• **GOAL OF THE EXERCISE**
Line by line, return the material below exactly as it reads.

• **RECORDS FOR THE EXERCISE**
=======

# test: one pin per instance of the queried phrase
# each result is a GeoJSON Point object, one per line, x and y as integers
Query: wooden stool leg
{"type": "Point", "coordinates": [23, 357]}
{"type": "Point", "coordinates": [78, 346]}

=======

• **TASK OUTPUT**
# test: one pin per instance of the queried phrase
# each result is a GeoJSON Point object, one per line, x and y as integers
Query: wooden stool leg
{"type": "Point", "coordinates": [23, 357]}
{"type": "Point", "coordinates": [78, 346]}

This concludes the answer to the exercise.